_EXERCISE GOAL_
Give back, word for word, the line that contains "Point out the control" and every line that follows it in the data below.
=== Begin Enclosure ===
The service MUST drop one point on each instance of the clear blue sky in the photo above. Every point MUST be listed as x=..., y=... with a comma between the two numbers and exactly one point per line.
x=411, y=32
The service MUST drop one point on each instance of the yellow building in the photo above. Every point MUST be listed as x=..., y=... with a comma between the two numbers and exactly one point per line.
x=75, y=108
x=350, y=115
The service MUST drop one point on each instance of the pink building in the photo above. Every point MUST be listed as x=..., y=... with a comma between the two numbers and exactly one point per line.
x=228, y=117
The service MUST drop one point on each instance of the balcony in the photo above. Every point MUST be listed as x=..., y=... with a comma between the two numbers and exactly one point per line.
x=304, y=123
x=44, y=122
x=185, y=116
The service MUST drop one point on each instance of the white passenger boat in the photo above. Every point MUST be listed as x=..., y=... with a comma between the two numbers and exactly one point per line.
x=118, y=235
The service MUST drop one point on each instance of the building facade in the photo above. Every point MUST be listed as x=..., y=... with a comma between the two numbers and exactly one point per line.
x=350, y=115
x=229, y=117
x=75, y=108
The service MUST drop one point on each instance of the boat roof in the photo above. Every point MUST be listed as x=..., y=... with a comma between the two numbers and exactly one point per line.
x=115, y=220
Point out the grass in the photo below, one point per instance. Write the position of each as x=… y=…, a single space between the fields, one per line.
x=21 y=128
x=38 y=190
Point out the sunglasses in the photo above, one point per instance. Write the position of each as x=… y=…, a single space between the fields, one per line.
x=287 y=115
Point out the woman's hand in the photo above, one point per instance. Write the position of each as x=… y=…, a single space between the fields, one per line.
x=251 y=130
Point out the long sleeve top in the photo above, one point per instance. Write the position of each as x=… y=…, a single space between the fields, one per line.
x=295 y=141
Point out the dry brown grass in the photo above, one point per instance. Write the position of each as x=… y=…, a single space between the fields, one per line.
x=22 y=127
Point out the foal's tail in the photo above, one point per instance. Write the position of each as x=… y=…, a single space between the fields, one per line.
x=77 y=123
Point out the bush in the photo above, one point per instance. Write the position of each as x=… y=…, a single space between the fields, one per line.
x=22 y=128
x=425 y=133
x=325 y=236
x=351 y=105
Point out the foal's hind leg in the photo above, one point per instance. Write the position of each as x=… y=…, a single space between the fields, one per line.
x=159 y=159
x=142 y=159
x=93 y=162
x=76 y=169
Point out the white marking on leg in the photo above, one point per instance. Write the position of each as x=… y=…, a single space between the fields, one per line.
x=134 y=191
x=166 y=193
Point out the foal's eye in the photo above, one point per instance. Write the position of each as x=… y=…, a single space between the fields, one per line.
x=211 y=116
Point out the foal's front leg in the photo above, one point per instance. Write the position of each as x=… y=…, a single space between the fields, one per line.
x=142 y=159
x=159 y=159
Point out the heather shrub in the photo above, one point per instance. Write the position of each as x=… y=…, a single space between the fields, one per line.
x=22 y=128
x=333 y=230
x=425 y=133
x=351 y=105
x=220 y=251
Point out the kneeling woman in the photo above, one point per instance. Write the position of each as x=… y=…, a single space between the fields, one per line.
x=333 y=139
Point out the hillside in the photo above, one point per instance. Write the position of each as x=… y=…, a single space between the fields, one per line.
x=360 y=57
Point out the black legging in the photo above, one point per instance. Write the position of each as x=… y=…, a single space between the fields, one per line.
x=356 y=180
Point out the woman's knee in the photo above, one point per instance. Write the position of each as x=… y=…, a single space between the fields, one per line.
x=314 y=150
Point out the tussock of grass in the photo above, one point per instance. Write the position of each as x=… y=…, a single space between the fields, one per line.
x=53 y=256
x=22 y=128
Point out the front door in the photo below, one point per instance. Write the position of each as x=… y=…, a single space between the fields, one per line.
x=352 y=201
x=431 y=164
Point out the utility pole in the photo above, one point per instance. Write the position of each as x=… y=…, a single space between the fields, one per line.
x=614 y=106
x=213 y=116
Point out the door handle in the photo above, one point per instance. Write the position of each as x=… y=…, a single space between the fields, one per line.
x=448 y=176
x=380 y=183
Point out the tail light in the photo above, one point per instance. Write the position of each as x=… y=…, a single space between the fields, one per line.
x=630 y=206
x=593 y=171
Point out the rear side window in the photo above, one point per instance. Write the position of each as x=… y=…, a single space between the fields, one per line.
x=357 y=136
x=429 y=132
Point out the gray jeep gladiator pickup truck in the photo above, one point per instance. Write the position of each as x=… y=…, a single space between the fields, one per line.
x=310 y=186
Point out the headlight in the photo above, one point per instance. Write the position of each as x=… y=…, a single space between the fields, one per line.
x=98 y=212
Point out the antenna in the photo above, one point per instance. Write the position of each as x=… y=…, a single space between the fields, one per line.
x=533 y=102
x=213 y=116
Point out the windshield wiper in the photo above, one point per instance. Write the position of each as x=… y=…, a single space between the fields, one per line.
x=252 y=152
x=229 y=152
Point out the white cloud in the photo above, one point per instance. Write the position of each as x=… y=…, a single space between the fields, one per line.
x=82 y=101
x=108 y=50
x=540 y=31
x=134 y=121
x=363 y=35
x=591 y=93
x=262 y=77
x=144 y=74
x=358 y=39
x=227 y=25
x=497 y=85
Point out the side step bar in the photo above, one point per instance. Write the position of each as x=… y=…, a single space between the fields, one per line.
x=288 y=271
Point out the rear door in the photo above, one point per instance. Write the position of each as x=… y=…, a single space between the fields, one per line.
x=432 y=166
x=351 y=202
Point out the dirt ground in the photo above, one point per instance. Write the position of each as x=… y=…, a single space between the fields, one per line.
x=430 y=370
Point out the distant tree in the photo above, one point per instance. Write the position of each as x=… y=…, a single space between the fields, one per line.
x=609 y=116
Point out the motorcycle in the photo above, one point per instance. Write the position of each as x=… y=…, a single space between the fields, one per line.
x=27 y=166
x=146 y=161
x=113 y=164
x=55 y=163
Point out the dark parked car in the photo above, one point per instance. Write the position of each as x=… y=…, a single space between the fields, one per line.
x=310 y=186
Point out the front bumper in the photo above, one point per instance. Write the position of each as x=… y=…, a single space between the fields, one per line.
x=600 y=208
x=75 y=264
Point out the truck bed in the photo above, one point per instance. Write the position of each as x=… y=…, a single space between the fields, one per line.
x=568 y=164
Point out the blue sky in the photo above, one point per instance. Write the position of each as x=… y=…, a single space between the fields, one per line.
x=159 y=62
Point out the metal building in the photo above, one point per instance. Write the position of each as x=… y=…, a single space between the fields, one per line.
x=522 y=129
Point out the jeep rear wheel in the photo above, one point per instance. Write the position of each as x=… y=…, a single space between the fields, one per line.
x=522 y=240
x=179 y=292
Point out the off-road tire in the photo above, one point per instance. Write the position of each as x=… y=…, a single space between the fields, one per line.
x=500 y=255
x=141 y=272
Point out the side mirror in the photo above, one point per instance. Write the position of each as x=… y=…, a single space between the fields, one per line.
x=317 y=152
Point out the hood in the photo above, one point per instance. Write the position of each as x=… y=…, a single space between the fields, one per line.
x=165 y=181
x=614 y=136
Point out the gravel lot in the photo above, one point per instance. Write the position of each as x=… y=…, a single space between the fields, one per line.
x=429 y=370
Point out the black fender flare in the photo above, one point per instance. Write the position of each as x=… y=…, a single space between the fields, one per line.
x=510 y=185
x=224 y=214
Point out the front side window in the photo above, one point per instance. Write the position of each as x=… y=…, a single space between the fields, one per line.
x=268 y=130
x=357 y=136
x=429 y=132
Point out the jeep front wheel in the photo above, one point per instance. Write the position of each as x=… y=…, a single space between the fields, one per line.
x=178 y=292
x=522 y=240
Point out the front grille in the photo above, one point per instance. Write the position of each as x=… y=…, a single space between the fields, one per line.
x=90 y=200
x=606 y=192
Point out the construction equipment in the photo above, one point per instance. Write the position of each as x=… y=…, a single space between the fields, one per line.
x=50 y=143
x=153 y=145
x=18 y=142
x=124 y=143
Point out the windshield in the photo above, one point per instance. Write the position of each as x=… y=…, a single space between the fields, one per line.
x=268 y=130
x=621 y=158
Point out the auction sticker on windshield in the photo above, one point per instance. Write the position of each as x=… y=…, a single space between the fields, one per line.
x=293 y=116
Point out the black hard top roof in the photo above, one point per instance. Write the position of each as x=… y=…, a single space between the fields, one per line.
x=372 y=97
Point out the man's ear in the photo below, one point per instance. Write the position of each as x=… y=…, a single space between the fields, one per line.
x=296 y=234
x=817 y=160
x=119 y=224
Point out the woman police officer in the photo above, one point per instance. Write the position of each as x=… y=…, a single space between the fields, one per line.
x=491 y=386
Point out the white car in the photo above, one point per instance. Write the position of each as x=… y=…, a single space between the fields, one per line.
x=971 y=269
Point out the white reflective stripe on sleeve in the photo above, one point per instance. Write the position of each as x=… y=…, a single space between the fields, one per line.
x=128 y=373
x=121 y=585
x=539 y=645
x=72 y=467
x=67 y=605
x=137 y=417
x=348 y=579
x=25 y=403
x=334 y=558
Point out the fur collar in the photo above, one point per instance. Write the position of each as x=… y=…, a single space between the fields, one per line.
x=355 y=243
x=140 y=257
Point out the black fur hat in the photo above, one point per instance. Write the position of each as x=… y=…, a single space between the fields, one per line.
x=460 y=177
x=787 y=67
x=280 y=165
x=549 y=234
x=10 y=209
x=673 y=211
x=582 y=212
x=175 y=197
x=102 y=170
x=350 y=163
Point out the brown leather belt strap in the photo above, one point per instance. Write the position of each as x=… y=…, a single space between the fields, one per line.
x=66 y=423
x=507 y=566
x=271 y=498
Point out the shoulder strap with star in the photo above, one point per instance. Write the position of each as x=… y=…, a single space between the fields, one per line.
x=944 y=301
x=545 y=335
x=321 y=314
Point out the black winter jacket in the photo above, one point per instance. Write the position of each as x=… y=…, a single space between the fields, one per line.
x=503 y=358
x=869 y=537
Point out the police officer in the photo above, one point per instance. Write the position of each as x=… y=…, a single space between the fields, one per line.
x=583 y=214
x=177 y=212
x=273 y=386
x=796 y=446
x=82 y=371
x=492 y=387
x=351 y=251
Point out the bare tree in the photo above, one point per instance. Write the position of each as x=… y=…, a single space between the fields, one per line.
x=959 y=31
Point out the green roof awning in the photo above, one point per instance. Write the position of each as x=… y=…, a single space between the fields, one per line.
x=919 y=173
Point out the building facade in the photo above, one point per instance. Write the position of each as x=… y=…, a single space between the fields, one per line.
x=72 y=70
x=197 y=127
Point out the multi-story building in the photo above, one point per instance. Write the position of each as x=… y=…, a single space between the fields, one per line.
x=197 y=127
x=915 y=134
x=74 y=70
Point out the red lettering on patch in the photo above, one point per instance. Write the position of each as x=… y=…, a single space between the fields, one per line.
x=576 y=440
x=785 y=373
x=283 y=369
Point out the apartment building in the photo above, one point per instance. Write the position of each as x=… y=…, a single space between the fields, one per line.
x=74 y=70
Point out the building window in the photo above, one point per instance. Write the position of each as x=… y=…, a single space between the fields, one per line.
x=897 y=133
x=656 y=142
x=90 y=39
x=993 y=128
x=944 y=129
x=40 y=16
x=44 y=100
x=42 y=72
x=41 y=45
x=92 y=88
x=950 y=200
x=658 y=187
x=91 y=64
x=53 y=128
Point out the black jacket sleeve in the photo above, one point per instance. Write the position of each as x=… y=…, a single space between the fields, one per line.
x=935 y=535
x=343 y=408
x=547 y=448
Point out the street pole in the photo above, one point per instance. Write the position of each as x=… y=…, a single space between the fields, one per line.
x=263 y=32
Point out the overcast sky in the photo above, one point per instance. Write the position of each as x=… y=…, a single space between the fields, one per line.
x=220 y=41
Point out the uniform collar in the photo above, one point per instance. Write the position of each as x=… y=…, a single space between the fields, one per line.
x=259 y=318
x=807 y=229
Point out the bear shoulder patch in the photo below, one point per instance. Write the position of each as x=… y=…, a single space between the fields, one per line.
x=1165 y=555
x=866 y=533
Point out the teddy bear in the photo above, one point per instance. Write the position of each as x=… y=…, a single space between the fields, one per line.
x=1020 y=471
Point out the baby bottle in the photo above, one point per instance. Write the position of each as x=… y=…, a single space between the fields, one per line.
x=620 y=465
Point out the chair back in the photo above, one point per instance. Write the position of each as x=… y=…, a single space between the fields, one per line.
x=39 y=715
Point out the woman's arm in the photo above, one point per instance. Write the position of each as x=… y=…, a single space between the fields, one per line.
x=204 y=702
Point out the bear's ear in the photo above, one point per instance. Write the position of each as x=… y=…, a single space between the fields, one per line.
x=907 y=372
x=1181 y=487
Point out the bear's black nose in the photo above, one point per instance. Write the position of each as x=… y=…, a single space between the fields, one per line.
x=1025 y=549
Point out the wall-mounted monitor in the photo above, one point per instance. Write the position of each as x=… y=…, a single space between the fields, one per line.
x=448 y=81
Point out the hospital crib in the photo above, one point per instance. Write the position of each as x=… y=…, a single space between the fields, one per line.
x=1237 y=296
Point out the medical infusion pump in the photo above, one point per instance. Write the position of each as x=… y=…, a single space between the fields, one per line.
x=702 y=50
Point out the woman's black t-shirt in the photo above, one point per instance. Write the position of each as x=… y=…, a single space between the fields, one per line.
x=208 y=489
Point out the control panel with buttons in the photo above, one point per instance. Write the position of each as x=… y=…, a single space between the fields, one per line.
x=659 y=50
=== End Enclosure ===
_TASK ANSWER_
Point out the control panel with buttons in the photo above, one point per instance. Write the position of each as x=… y=…, a single space between the fields, one per line.
x=659 y=50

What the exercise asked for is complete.